REQUIREMENT:
Set out every line of the records below as a numbered list, omitting the blank lines.

RECORDS PROVIDED:
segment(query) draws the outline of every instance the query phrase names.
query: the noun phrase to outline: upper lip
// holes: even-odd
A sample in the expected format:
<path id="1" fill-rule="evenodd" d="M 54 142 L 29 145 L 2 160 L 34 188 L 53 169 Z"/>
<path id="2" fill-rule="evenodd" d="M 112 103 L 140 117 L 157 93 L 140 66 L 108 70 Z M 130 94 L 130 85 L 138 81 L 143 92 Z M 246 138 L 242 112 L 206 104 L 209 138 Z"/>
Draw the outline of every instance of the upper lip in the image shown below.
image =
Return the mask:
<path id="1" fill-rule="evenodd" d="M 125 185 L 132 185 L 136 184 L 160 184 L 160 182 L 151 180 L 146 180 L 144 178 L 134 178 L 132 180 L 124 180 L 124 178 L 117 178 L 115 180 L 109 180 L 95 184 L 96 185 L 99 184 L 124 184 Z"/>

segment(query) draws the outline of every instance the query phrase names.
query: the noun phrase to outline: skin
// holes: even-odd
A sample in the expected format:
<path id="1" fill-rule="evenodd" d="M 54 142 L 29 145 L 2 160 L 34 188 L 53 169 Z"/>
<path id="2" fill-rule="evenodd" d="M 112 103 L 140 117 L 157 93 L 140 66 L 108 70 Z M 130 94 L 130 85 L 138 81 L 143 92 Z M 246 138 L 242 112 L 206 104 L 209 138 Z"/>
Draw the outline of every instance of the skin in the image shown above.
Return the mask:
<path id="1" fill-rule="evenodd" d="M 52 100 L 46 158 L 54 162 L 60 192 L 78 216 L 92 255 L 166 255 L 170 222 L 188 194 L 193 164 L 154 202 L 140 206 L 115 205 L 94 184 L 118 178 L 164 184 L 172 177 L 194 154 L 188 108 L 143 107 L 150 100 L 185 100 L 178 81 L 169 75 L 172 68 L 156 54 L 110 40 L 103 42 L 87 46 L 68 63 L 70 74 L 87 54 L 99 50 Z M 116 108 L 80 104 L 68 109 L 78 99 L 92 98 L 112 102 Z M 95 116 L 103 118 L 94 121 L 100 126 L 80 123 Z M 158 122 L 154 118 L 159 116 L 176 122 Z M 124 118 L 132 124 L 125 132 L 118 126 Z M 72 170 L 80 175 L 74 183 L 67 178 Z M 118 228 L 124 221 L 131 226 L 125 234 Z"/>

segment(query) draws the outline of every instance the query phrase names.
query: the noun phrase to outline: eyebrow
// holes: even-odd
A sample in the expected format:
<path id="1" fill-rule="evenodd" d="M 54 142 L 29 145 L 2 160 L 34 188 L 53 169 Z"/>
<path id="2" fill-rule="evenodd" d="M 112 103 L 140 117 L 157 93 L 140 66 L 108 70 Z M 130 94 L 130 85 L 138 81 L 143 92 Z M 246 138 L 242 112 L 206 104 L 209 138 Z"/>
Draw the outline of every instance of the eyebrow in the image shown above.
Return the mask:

RESULT FOR THIS EXERCISE:
1. segment(query) draws the outline of every instance the query phrase names.
2. query: the noun phrase to outline: upper lip
3. // holes: even-odd
4. A sample in the expected format:
5. <path id="1" fill-rule="evenodd" d="M 54 142 L 29 145 L 2 160 L 34 188 L 53 169 Z"/>
6. <path id="2" fill-rule="evenodd" d="M 112 103 L 140 117 L 157 93 L 140 66 L 108 70 Z M 130 94 L 130 85 L 138 81 L 143 92 Z M 246 138 L 242 112 L 206 104 L 209 138 Z"/>
7. Draw the outline of every instance of the upper lip in the image shown below.
8. image =
9. Return the mask:
10. <path id="1" fill-rule="evenodd" d="M 125 185 L 132 185 L 136 184 L 160 184 L 160 182 L 151 180 L 146 180 L 144 178 L 134 178 L 132 180 L 124 180 L 124 178 L 117 178 L 115 180 L 109 180 L 95 184 L 96 185 L 99 184 L 124 184 Z"/>
11. segment(query) draws the outline of every instance the query phrase names.
12. query: the noun phrase to outline: skin
13. // holes: even-odd
14. A sample in the expected format:
15. <path id="1" fill-rule="evenodd" d="M 54 142 L 29 145 L 2 160 L 34 188 L 53 169 Z"/>
16. <path id="2" fill-rule="evenodd" d="M 112 103 L 140 117 L 157 93 L 140 66 L 108 70 Z M 130 94 L 130 85 L 138 81 L 143 92 Z M 246 138 L 242 112 L 206 104 L 209 138 Z"/>
17. Draw the outline of every instance of the skin in the image shown above.
18. Return the mask:
19. <path id="1" fill-rule="evenodd" d="M 52 100 L 46 158 L 54 162 L 60 192 L 78 216 L 92 255 L 166 255 L 170 222 L 188 194 L 193 164 L 154 202 L 140 206 L 115 205 L 94 184 L 118 178 L 164 184 L 172 177 L 194 154 L 188 108 L 143 107 L 150 100 L 185 100 L 178 81 L 169 75 L 172 68 L 156 54 L 110 40 L 103 42 L 87 46 L 68 63 L 70 74 L 87 54 L 99 50 Z M 116 108 L 80 104 L 68 109 L 78 99 L 92 98 L 112 102 Z M 95 116 L 103 118 L 94 121 L 100 126 L 80 123 Z M 158 122 L 154 118 L 159 116 L 176 122 Z M 124 118 L 132 124 L 125 132 L 118 126 Z M 72 170 L 80 175 L 74 183 L 67 178 Z M 118 228 L 124 221 L 131 226 L 125 234 Z"/>
20. segment(query) draws the outline of every instance the query phrase names.
21. query: the noun phrase to outline: eyebrow
22. // holes: even-odd
23. A sample in the expected format:
24. <path id="1" fill-rule="evenodd" d="M 54 142 L 29 145 L 2 160 L 34 188 L 53 169 Z"/>
25. <path id="2" fill-rule="evenodd" d="M 112 103 L 140 117 L 157 93 L 140 66 L 108 70 Z M 130 94 L 130 85 L 138 81 L 143 92 Z M 246 138 L 242 112 L 206 104 L 209 138 Z"/>
26. Draw the outline of every instance of the eyebrow in the image shown above.
27. Return the mask:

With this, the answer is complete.